In 1983 the world came within a whisker of nuclear Armageddon when Soviet satellite photos mistakenly revealed NATO missiles in the sky. Only the impulsive refusal of Russian officer Stanislav Petrov to believe his eyes prevented mutually assured destruction being set in train. Now a US president threatens to “totally destroy” another nuclear-armed country – with twenty-five million inhabitants – using the same technology. Evisceration by mistake or design, it hardly matters to the millions of people and other life forms caught in the conflagration. It just takes one fat finger to push the button, or for that matter to pull the trigger on conventional weapons widely available to citizens of the dominant superpower.

Armed with such weapons, it is hard to rebut Carl Jung’s charge that modern man is a “technological savage”. He believed this stemmed from denial of a primitive or primordial self, previously expressed in religious rituals and popular rites. Instead the intellectual zeitgeist is an ideal of infinite progress that permits rapid digestion of the planet, with scientists often oblivious to the consequences of their innovations. Homo sapiens has long displayed destructive tendencies and, armed with our latest tools, we wreak unprecedented environmental havoc while mistakenly assuming that technological advances improve our collective decision-making. How we chart a course for humanity requires different lenses, as Yuval Noah Hariri points out in Sapiens: A Brief History of Humankind: “by definition it [science] has no pretensions to knowing what should be in future. Only religions and ideologies seek to answer such questions.” Science must be reconciled to these objectives.

• [Data]
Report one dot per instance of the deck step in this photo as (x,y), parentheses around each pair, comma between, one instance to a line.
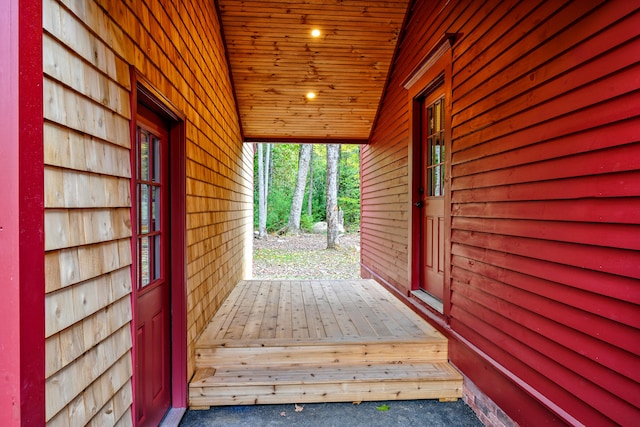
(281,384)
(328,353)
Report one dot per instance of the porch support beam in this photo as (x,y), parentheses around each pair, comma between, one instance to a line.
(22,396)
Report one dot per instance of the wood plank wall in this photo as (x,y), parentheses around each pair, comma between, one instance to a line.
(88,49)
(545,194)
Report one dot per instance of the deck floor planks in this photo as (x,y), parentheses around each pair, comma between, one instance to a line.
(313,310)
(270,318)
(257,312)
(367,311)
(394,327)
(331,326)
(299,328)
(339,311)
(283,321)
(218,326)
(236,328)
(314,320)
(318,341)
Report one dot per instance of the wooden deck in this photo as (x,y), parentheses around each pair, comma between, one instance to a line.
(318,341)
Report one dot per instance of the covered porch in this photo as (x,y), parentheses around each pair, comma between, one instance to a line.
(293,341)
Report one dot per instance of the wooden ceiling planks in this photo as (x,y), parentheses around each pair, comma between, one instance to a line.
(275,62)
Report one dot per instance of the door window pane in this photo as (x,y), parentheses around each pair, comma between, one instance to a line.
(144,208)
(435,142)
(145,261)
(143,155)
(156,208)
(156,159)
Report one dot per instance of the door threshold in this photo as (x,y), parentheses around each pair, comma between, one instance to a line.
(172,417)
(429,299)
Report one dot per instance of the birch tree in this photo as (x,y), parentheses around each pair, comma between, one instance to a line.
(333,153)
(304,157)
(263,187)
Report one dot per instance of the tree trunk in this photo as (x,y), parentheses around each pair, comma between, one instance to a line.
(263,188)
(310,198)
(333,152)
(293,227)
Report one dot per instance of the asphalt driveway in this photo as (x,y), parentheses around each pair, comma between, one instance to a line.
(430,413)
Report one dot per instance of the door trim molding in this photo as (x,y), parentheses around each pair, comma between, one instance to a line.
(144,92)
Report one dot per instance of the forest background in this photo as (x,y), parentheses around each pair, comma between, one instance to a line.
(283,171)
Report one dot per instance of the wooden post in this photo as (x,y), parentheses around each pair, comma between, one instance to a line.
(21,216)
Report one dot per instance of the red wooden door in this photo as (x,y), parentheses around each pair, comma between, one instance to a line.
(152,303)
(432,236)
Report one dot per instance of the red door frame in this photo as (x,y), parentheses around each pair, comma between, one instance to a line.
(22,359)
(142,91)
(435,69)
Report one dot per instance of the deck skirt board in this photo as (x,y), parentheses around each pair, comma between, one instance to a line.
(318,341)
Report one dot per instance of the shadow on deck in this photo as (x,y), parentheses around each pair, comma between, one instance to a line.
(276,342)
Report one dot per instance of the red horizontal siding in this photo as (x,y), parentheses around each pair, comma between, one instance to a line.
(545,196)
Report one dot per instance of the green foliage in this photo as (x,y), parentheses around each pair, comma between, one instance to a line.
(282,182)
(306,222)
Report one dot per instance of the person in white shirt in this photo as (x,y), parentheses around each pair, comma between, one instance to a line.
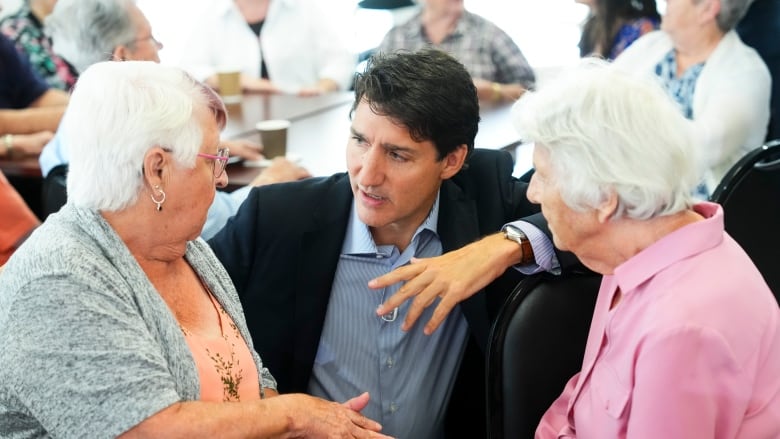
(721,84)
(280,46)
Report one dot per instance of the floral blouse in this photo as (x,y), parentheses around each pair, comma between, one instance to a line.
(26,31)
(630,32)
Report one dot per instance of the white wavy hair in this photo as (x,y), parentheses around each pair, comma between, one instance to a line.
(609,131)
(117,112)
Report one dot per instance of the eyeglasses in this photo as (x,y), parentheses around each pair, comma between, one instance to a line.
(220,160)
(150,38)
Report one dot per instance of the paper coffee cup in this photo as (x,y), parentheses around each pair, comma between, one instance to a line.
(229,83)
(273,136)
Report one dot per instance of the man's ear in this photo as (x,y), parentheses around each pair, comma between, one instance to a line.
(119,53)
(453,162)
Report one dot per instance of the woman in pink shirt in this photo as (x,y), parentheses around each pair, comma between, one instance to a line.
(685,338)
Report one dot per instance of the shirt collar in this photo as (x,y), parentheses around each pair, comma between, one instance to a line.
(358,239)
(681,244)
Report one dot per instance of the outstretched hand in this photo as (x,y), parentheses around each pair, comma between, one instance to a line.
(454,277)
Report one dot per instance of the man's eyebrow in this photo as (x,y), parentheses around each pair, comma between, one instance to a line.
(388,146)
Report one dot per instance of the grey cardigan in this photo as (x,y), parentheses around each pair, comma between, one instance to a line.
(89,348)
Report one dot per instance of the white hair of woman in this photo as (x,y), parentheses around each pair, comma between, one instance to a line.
==
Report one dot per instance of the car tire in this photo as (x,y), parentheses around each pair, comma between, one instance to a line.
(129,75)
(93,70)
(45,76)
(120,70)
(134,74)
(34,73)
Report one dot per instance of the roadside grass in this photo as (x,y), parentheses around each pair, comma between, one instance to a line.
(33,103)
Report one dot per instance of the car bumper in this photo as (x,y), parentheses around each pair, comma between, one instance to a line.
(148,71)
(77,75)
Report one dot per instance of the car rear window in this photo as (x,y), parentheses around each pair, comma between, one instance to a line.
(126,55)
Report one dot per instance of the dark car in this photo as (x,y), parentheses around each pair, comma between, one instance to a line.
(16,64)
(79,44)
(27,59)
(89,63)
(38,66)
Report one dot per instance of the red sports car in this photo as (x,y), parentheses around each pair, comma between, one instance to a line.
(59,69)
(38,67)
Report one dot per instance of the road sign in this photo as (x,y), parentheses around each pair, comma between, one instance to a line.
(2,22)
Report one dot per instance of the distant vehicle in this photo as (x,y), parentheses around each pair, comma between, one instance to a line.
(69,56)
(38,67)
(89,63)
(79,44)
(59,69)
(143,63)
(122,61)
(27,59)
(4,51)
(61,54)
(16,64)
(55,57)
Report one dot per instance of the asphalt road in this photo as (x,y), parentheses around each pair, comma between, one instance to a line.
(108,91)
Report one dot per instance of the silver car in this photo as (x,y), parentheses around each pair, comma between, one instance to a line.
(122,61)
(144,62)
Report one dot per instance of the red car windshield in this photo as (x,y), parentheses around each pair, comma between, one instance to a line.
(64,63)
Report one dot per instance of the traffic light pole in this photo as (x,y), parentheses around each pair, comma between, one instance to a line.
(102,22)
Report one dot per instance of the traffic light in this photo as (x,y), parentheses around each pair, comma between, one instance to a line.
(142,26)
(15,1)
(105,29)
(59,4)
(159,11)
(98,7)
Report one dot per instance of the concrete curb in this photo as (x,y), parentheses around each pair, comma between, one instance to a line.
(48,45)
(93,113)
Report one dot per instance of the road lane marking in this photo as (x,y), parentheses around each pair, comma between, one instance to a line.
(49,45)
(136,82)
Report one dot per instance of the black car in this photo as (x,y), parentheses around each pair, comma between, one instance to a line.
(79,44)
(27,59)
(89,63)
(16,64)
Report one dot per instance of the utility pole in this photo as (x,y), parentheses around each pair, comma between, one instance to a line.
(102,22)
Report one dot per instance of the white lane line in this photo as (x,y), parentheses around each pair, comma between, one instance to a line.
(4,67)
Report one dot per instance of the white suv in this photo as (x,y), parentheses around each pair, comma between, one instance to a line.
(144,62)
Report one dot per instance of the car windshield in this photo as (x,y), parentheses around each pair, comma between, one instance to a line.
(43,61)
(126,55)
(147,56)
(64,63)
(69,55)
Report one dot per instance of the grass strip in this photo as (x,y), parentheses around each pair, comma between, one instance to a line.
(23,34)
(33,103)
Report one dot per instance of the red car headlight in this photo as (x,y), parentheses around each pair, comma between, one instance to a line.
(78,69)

• [Tasks to carry out]
1. In the text about nuclear risk, who refused to believe his eyes in 1983?
2. Translate this sentence from the text about nuclear risk into Spanish: "He believed this stemmed from denial of a primitive or primordial self, previously expressed in religious rituals and popular rites."
The items are not needed for anything here.

• [Answers to the exercises]
1. Stanislav Petrov, a Russian officer.

2. Creía que esto se derivaba de la negación de un yo primitivo o primordial, expresado anteriormente en rituales religiosos y ritos populares.